DATA SHOWN:
● ● ● ●

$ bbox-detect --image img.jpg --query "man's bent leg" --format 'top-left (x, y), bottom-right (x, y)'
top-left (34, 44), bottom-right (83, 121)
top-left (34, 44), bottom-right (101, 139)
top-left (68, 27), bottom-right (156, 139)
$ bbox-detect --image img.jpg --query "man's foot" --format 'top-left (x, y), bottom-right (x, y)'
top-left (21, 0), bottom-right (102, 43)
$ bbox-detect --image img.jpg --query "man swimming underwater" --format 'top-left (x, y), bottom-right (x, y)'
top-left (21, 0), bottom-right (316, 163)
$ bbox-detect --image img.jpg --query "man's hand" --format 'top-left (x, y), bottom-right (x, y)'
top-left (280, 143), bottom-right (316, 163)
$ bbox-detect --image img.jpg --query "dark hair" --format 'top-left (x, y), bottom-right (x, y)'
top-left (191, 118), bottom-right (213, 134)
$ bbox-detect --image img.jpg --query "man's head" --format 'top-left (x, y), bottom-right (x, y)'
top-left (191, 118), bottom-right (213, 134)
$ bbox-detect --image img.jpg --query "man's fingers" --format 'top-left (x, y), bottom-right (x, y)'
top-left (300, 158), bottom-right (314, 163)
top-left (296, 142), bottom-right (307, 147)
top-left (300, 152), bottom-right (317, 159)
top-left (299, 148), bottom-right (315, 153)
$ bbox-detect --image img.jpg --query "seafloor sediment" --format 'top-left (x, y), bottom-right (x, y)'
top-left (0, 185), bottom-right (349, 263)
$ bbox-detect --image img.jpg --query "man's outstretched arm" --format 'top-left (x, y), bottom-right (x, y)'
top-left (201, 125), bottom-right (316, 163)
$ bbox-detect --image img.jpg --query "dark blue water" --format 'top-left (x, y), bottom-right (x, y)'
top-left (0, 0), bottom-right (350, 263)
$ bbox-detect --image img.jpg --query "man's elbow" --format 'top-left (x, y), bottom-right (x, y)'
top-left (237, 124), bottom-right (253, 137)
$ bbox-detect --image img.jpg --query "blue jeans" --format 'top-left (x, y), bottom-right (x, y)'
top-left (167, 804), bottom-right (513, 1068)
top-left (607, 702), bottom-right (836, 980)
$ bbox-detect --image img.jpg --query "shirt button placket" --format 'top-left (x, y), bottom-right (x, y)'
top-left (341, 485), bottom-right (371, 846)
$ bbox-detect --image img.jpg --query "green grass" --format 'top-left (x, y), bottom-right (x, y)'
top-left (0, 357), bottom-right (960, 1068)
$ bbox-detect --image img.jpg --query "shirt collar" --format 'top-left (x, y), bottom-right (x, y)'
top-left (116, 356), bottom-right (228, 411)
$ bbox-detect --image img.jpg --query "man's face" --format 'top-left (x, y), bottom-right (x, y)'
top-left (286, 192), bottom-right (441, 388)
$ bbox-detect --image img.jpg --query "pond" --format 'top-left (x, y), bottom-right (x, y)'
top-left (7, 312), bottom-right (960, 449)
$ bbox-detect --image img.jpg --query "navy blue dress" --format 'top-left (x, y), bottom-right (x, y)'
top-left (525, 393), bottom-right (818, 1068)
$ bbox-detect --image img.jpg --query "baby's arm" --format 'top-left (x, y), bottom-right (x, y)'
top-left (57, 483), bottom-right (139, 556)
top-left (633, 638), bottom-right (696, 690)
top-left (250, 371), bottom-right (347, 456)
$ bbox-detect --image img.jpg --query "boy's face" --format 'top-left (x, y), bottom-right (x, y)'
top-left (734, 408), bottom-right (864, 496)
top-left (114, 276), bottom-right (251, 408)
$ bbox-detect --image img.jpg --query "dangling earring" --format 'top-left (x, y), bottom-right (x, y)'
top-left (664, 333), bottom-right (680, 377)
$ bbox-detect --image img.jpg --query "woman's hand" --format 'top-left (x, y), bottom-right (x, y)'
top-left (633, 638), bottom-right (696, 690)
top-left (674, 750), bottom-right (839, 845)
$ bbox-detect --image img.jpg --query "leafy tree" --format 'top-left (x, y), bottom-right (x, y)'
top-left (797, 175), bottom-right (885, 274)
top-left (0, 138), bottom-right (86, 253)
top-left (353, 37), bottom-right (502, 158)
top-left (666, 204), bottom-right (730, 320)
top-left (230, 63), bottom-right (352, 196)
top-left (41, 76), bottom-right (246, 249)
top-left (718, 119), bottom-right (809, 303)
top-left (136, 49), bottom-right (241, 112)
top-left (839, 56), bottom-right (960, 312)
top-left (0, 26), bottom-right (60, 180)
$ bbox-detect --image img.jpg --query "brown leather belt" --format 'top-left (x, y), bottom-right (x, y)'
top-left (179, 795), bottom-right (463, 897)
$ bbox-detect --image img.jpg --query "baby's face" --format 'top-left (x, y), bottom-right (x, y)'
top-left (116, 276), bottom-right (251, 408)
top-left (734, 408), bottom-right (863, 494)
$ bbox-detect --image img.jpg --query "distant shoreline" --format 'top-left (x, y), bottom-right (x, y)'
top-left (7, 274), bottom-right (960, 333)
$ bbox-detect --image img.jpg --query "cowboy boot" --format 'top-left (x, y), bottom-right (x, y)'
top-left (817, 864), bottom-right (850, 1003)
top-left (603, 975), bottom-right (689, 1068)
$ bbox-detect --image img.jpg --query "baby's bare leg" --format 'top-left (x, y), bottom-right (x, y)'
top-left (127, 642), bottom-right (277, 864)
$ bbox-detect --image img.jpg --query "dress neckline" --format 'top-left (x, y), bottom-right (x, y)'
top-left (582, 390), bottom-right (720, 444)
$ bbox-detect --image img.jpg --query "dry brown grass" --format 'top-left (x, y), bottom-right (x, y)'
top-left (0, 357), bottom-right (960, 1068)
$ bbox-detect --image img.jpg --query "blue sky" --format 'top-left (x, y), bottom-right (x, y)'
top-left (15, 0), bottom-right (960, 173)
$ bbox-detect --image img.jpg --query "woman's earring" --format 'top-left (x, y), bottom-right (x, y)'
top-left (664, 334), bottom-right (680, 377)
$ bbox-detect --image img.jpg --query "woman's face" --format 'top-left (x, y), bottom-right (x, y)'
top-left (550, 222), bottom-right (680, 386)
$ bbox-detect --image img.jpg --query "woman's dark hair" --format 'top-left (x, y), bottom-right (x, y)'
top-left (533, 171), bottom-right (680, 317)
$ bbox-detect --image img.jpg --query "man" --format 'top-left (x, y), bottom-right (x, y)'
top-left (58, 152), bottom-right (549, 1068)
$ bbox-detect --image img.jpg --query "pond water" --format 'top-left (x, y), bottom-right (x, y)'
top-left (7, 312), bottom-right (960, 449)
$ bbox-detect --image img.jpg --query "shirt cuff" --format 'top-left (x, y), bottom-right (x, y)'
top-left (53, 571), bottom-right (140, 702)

● ● ● ●

EXERCISE DETAILS:
Report each line of the records that contains the string "shirt". Treat the match as case-sensitive.

RESPONSE TO THIS TASK:
$ bbox-detect --image img.jpg --query "shirt button placket" --format 'top-left (x, y), bottom-right (x, y)'
$ bbox-detect --image img.jpg --query "shirt collar" --format 'top-left (x, y), bottom-right (x, y)'
$ bbox-detect --image img.jpg --query "shirt cuff" --format 'top-left (x, y), bottom-right (x, y)'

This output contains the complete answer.